DOCUMENT TEXT section start

Anthropic is now seeking to standardize the AI jailbreak. As is their habit, the company has come up with a taxonomy of safeguards and jailbreaks ranging from benign to borderline all the way to clearly harmful. Frustration with the new Fable 5 rollout is pretty much guaranteed, expected and even baked in, as the safety margin Anthropic typically deploys is now extended to include pretty clearly benign use cases. The cost of the initial rollout is an “abundance of caution”, as Anthropic puts it.
Non-AI alignment
Much digital ink has been spilled on the implications of Fable 5’s blocking. Indeed, the US has gone to unprecedented lengths of restricting AI in a way the EU could only dream of. Instead of a sweeping AI Act to regulate training data, development and outputs, Washington has gone for an ad hoc approach that must have been very scary indeed for the AI labs. OpenAI, seemingly spooked by the Fable saga, is holding off on releasing its GPT-5.6 family of LLMs to the public, going for a staggered approach.
OpenAI once had the luxury of slowing down these rollouts itself. In 2019, years prior to ChatGPT, then-Research Director at OpenAI Dario Amodei co-authored a paper and its associated blog announcing that GPT-2 was too dangerous to release in full. Freaked out over the potential to have it generate misinformation, GPT-2 came out in a staggered release and eventually became fully available in November 2019. Evidently, the self-assessed risks and self-imposed safeguards were enough for OpenAI to safely advance AI.

DOCUMENT TEXT section end
GIVEN RECORDS section start

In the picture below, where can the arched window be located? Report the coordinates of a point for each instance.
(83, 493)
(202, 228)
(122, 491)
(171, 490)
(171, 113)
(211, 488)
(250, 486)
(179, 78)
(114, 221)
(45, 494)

GIVEN RECORDS section end

## [WORK REQUEST]
According to the article on AI rollouts, when did GPT-2 become fully available? The listing is not needed for this exercise.

## [SOLVED EXERCISE]
November 2019